▶ [TEXT EXCERPT]
● ● ● ●
MARKING MILESTONES - Pictured here is a Cree First Nations encampment

Historical significance of the summer solstice

June is a wonderful time of year.

The natural world surges back to life after the long winter’s sleep. The land becomes lush and green again. All kinds of flowers break into bloom. The local wildlife nurture a new generation as another cycle of life begins.

Not surprisingly, June 21, the peak of the summer solstice, with its long hours of sunlight, had been an important day for humankind for millennia.

This is particularly true for the First Peoples with their deep understandings of the natural world around them.

Unfortunately, we do not have good records of much of the history of this region, since the great Ice Age came to an end approximately 11,000 years ago and humans began to occupy the land. Much of the information available comes from scattered archaeological digs and educated guesswork. Written records only go back some 200 years, or less than 2% of the time that humans have lived here.

Enough evidence has been found, however, to prove that nomadic hunters traversed this area shortly after the Ice Age came to an end. They hunted along the fringes of the melting glaciers, seeking such big game animals as woolly mammoths, mastodons and giant bison.

Later, as the climate changed and these species became extinct, new ‘lords’ of the plains and parklands came to predominate in massive numbers. These animals are scientifically referred to as ‘bison bison, but are more commonly referred to as the ‘buffalo’.

The hunters quickly learned new techniques to harvest these wonderful sources of food, clothing, utensils and shelter.

Buffalo pounds, where the animals were corralled in order to make them easier to kill, have been discovered throughout South and East Central Alberta.

At least two buffalo jumps, where the animals were driven over cliffs to their deaths, have been discovered just east of the City of Red Deer.

Various campsites, kill sites and burial sites have been discovered or recorded within the current City limits. One of the oldest and best documented archaeological sites within the City was excavated at the top of Piper’s Mountain in Rotary Park. The research showed that Piper’s Mountain has been used by humans for more than 8,000 years.
● ● ● ●
▶ [EXCERPTED RECORDS]
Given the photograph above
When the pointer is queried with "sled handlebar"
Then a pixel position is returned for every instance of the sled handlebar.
● ● ● ●
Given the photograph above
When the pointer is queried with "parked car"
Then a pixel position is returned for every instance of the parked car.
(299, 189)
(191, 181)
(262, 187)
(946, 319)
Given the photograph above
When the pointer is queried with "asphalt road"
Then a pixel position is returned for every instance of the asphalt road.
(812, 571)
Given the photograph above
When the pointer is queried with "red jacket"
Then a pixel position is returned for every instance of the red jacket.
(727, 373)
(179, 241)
● ● ● ●
▶ [TASK DESCRIPTION]
Continue the piece on the summer solstice and the early human history of the Red Deer area, picking up after its last sentence.

▶ [WRITTEN RESPONSE]
While the bison or buffalo were abundant in ancient times, another animal that predominated was the elk. The elk or wapiti were so plentiful in Central Alberta that this became known as the elk country to the First Peoples. Their words for the elk remain in use today – the Cree First Nations referred to the animal as ‘waskasoo’ while the Blackfoot First Nations referred to the elk as ‘ponoka’.

It was the first non-natives who mistook the elk for the red deer of Scotland and consequently referred to the region as the red deer country.

There are stories of large elk pounds, south and east of the current site of Red Deer. Also, two large hills, Horn Hill and Antler Hill, got their names from the large piles of elk antlers and bison horns that were placed on their summits.

These mounds are a reflection of the religious and ceremonial significance of the hills to the First Nations. Unfortunately, much of the religious and ceremonial symbolism has now been lost in the mists of time.

Southern and Central Alberta were also dotted with medicine wheels which are carefully arranged circles of stones on the prairie. Again, much of the religious and ceremonial significance of these sites has been lost. However, recent studies have proven that these medicine wheels are aligned to mark the arrival of the summer solstice, yet another indication of the great importance of June 21 to the First Peoples of this area.